Requisitos do exercício: Escreva de novo todas as linhas dos dados abaixo, sem qualquer alteração.

Dados fornecidos:
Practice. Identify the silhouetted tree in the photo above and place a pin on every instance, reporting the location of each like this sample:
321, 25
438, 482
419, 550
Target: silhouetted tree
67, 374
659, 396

Resposta esperada:
Practice. Identify the silhouetted tree in the photo above and place a pin on every instance, reporting the location of each like this sample:
321, 25
438, 482
419, 550
Target: silhouetted tree
67, 374
659, 396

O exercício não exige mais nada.